Saved entries
_ _ _ _ _

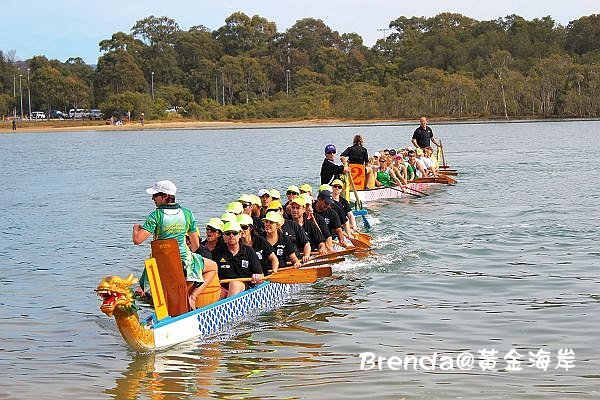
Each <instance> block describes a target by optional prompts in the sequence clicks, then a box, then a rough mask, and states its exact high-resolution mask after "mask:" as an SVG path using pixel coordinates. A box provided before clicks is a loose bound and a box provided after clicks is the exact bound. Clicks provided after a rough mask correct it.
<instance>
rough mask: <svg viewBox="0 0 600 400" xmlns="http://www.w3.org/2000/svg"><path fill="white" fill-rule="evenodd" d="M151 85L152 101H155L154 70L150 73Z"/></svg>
mask: <svg viewBox="0 0 600 400" xmlns="http://www.w3.org/2000/svg"><path fill="white" fill-rule="evenodd" d="M150 86H151V87H152V101H154V71H152V73H151V74H150Z"/></svg>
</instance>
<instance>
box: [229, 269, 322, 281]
mask: <svg viewBox="0 0 600 400" xmlns="http://www.w3.org/2000/svg"><path fill="white" fill-rule="evenodd" d="M317 279H318V273H317V269H316V268H305V269H299V268H290V269H286V270H283V271H277V272H275V273H274V274H271V275H269V276H265V277H264V280H267V281H271V282H275V283H287V284H290V283H313V282H316V281H317ZM233 281H237V282H251V281H252V278H232V279H221V283H229V282H233Z"/></svg>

_ _ _ _ _

List all lines from the entries that include the word "instance".

Each <instance> block describes a target by optional prompts in the sequence clicks, then a box, then a rough mask, and states its exact high-resolution mask after "mask:" as an SVG path using pixel coordinates. A box provided before clicks is a loose bound and a box provided after clicks is the exact bound. Clicks provided after a rough mask correct it.
<instance>
</instance>
<instance>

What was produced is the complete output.